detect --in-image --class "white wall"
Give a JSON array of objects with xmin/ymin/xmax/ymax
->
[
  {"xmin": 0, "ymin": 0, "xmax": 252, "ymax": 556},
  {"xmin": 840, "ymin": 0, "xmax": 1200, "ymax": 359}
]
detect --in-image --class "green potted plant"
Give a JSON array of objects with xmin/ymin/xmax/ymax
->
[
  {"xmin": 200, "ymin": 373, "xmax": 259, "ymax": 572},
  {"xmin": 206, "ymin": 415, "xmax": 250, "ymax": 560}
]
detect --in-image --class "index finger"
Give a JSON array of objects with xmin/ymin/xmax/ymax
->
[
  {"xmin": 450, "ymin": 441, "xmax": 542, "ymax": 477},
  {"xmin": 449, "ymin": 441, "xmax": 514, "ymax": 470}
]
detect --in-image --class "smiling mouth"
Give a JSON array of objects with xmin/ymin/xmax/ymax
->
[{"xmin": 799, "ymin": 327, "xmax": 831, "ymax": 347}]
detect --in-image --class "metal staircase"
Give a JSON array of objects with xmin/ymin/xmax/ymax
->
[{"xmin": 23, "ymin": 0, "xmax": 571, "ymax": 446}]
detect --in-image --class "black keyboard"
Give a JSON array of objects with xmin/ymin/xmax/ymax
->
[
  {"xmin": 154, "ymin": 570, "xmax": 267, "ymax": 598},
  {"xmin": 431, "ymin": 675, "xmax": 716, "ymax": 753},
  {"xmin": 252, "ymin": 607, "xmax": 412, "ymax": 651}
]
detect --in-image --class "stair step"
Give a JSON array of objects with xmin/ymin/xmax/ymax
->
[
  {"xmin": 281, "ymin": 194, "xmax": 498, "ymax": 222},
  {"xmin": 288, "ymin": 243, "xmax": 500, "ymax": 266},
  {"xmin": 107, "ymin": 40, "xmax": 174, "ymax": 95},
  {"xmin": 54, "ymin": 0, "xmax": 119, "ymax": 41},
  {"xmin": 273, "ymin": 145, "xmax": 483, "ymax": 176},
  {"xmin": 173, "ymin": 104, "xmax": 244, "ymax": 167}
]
****************
_ABOUT THIS EXERCISE_
Filter the entries above down to the lines that contain the word "image".

_RESULT FOR THIS TASK_
detect --in-image --class "white wall"
detect --in-image --class "green potted plant"
detect --in-image --class "index finger"
detect --in-image --class "smiling mouth"
detect --in-image --class "metal staircase"
detect --in-image --class "black keyboard"
detect --in-image --class "stair step"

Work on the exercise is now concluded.